What to work on: From the first line to the last, copy the material exactly and leave the pictures out.

Material provided:
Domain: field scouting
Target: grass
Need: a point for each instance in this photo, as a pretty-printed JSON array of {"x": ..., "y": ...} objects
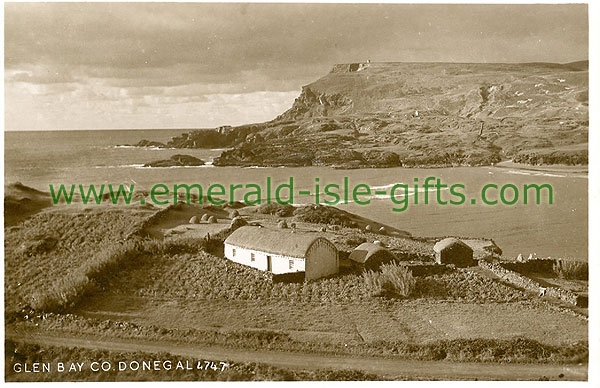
[
  {"x": 570, "y": 269},
  {"x": 53, "y": 244},
  {"x": 509, "y": 350},
  {"x": 391, "y": 280},
  {"x": 200, "y": 275},
  {"x": 29, "y": 353},
  {"x": 94, "y": 273}
]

Finished task:
Domain: field scouting
Target: grass
Need: a point for each instance in this photo, as a pretty-printed JSON array of {"x": ..., "y": ...} objects
[
  {"x": 570, "y": 269},
  {"x": 53, "y": 244},
  {"x": 509, "y": 350},
  {"x": 391, "y": 280},
  {"x": 200, "y": 275},
  {"x": 29, "y": 353},
  {"x": 94, "y": 273}
]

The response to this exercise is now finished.